* _Stated problem_:
Collect every line in the stored records below that contains the word "fixture" and copy each such line in full. Case counts.

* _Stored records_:
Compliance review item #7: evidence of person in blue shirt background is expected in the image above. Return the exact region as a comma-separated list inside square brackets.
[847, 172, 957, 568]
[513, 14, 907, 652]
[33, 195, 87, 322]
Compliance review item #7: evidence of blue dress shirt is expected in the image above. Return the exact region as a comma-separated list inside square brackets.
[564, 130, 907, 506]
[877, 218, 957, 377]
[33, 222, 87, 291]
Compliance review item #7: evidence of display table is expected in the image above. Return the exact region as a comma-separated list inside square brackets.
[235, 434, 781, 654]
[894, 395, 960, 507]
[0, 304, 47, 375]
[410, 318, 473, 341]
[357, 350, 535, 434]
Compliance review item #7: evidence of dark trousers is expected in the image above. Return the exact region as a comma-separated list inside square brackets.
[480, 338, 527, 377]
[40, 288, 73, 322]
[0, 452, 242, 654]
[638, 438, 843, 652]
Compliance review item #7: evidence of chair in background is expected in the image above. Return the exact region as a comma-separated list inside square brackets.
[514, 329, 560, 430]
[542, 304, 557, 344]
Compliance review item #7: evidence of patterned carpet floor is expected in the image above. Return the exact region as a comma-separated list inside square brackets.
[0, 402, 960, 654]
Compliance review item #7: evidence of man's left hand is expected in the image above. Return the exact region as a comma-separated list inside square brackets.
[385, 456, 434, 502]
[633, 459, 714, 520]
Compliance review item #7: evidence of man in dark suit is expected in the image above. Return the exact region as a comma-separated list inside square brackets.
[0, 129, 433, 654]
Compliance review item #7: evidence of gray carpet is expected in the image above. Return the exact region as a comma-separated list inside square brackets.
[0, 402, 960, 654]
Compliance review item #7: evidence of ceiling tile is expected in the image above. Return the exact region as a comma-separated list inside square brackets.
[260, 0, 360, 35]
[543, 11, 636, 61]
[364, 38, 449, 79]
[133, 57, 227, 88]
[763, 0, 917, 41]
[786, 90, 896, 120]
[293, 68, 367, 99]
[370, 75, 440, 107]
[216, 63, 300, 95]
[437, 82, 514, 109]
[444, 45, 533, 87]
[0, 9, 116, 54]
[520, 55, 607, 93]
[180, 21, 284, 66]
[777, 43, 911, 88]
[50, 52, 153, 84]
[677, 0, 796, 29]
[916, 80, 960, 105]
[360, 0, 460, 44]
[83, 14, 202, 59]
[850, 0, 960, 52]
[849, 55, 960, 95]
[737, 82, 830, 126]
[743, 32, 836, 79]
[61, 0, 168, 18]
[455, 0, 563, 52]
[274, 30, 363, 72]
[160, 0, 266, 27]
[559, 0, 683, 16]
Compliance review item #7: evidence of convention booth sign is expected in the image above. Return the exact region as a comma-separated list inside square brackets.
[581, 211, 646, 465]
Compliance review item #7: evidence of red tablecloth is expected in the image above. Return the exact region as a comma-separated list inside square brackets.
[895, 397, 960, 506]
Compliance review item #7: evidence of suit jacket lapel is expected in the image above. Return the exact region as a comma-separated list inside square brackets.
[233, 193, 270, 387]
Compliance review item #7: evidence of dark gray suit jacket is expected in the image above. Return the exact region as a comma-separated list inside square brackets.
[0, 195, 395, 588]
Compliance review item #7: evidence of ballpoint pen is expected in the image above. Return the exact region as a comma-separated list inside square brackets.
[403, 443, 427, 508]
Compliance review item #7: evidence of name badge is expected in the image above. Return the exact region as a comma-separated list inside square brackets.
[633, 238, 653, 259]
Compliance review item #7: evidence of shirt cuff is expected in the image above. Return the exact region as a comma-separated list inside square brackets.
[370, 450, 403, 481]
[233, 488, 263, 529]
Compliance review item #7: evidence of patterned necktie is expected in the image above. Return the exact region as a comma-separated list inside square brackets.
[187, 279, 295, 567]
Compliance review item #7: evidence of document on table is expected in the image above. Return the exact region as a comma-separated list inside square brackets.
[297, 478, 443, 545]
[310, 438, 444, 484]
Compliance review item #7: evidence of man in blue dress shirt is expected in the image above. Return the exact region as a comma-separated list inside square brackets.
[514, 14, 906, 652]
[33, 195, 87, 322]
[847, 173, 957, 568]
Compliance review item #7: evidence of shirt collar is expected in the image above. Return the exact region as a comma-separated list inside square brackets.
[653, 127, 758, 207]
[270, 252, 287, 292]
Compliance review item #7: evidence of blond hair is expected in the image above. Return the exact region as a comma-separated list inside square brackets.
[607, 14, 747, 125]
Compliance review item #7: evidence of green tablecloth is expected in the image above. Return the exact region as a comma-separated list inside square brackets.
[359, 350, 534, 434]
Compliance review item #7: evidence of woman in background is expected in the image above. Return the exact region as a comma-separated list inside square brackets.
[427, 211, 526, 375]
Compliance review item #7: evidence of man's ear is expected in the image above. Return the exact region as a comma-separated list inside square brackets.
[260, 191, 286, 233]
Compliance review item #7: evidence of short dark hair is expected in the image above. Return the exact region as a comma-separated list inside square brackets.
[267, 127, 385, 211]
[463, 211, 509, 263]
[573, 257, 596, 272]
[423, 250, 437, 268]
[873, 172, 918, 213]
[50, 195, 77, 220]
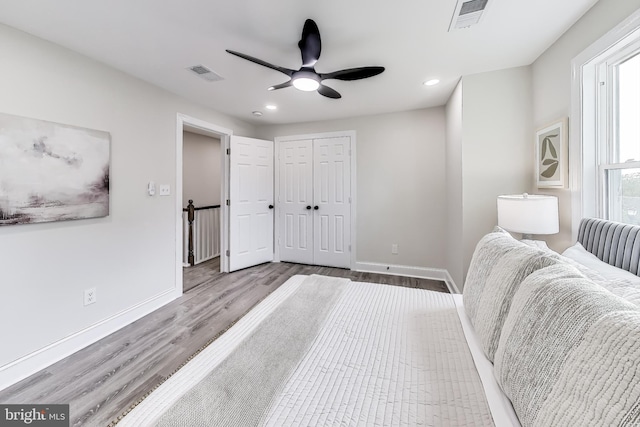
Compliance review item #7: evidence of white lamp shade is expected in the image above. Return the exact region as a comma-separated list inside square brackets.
[498, 193, 559, 234]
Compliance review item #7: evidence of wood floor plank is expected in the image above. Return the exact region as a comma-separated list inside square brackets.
[0, 258, 448, 427]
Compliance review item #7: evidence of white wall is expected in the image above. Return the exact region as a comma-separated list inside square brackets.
[182, 132, 222, 207]
[257, 107, 446, 268]
[462, 67, 534, 275]
[0, 25, 254, 388]
[531, 0, 640, 250]
[445, 80, 464, 289]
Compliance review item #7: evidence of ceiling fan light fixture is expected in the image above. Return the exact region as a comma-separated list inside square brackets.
[293, 77, 320, 92]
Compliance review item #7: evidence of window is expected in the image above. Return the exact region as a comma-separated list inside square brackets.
[596, 47, 640, 225]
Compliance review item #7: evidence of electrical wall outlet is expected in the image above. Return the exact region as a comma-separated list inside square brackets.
[84, 288, 98, 305]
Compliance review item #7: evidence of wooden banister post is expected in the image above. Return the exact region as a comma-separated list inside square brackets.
[187, 200, 196, 267]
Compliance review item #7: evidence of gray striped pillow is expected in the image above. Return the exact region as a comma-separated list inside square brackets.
[463, 230, 560, 362]
[494, 264, 640, 426]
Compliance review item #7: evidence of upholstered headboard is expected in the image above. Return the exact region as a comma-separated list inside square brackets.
[578, 218, 640, 276]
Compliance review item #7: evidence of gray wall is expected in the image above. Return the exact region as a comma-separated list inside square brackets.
[462, 67, 534, 275]
[257, 107, 446, 268]
[182, 132, 222, 207]
[531, 0, 640, 251]
[0, 25, 254, 367]
[446, 80, 464, 289]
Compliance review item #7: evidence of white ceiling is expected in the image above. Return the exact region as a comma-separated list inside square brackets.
[0, 0, 597, 124]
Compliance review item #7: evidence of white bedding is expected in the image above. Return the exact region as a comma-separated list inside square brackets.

* _Expected output_:
Compliance review item #7: evidence of ceiling fan light fixture is expected in the image above. Return the exact region as a comma-separated list inside square brackets.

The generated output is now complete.